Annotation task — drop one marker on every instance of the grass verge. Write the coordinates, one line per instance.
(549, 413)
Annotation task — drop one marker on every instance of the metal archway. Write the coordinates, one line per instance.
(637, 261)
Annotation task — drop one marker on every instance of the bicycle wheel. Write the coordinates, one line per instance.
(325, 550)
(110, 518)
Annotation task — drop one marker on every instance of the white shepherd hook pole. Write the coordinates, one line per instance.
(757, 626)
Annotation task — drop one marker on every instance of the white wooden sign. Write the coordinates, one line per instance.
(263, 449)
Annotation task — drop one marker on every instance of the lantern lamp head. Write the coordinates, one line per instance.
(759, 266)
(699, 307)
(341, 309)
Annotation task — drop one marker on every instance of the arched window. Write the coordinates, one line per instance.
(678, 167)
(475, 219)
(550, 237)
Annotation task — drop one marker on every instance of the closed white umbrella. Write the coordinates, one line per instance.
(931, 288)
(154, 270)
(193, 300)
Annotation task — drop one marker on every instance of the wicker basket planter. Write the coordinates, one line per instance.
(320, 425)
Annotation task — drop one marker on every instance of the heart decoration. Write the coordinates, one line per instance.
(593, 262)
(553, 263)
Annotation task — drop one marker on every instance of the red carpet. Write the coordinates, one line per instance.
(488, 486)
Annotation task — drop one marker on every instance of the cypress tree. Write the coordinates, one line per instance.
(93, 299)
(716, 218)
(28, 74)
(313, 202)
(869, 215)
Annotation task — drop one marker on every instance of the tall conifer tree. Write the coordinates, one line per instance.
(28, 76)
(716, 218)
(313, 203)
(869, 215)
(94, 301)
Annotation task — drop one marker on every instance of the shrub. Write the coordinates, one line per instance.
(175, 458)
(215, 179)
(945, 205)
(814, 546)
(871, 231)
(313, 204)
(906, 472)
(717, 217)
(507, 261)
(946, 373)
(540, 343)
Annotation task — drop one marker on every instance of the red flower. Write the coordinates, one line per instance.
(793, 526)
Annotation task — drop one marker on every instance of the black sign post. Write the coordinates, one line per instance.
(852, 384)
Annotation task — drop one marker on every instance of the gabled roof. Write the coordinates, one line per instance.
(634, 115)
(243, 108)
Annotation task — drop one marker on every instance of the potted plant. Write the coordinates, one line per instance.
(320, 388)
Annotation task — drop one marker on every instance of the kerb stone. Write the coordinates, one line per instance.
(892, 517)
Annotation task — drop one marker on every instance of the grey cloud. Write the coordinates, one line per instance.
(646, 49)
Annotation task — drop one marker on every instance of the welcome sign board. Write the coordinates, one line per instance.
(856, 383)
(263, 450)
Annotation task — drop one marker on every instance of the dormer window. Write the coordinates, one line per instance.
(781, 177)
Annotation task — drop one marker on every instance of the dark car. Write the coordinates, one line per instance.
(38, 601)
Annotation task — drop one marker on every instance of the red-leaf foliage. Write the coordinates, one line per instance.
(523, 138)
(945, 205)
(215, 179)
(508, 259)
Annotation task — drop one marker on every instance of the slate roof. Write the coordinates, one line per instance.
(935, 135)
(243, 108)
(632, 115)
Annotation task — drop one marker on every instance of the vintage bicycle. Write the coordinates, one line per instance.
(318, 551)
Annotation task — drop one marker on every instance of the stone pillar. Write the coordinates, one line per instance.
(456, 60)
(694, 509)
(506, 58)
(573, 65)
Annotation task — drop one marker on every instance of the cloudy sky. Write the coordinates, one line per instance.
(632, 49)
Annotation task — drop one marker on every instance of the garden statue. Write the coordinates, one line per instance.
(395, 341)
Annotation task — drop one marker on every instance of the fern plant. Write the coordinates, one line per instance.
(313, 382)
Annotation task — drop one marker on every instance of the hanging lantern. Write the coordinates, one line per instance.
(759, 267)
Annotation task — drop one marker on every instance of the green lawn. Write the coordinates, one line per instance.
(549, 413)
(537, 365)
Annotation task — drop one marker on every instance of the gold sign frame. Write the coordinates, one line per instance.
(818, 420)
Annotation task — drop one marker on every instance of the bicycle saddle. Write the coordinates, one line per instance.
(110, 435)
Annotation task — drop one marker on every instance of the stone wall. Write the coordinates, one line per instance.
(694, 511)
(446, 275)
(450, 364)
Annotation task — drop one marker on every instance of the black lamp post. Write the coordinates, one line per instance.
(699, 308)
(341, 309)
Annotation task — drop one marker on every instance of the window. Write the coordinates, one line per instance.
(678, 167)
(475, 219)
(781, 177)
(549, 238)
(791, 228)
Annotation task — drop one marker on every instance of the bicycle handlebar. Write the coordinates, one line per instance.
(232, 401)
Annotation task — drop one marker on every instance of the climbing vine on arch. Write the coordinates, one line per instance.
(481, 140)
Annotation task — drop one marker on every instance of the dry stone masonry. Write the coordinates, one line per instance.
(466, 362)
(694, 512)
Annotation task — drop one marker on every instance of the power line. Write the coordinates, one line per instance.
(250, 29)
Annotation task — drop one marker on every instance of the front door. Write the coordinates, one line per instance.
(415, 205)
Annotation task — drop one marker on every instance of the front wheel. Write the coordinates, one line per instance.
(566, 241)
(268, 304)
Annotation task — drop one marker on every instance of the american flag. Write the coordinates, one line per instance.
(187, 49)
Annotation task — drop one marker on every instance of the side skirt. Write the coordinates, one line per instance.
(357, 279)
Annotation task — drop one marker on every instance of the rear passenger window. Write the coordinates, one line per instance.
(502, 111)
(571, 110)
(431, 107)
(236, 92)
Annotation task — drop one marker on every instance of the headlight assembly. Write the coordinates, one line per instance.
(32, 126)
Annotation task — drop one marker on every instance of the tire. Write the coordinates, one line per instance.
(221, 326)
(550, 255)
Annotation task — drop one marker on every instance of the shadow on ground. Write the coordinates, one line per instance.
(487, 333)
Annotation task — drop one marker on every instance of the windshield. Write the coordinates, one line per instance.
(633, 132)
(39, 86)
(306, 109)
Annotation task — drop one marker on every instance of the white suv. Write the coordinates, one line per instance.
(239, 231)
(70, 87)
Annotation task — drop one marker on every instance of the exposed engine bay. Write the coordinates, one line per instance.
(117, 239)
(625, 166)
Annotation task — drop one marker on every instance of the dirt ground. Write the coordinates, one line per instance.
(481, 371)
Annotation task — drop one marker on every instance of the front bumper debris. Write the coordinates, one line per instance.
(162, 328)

* _Task description_
Locate the line that contains "masonry. Write the coordinates, one line per instance.", then please quote it and every line after it to the end of the entries above, exactly and with nothing else.

* _Correct answer_
Annotation task — drop one marker on every instance of the dry stone masonry. Write the coordinates, one line per instance.
(466, 362)
(694, 512)
Annotation task — drop one marker on every instance of the power line. Write the coordinates, one line per instance.
(250, 29)
Annotation task — drop one marker on every instance of the front door. Write the coordinates, one line per instance.
(415, 205)
Annotation task — drop one marker on every instance of the front wheel. Write the coordinates, one line per instance.
(566, 241)
(268, 304)
Annotation task — drop one marker on every instance of the american flag. Write the coordinates, one line per instance.
(187, 49)
Annotation task — drop one marker on every instance of the side skirt. Write the coordinates, one line per instance.
(357, 279)
Annotation task — drop one marker on every instance of the rear passenger window. Write the coordinates, one line per instance.
(502, 111)
(571, 110)
(431, 107)
(236, 92)
Annotation task — drop one marker on every instance of the headlight assembly. Write the coordinates, one line per instance.
(32, 126)
Annotation task — drop one marker on every instance of the tire. Write the coordinates, one line per instance.
(221, 326)
(550, 255)
Annotation task — drop one marker on every instance of the shadow on ground. Write the coordinates, one line per instance.
(487, 333)
Annotation task — drop one marker on every instance of the windshield. Write the coordinates, one line per instance.
(633, 132)
(39, 86)
(306, 109)
Annotation task — drop one marker on every instance of the white suv. Write the coordinates, one line per instance.
(239, 231)
(70, 87)
Annotation task — drop one marker on every instance of the exposed engine bay. Write the coordinates, one line per instance.
(117, 239)
(625, 166)
Annotation task — drop one marker on every instance of the dirt ground. Write the coordinates, one line per instance.
(481, 371)
Annotation task — drop one marker on every instance of the front bumper debris. Write the coordinates, one line per instance.
(162, 328)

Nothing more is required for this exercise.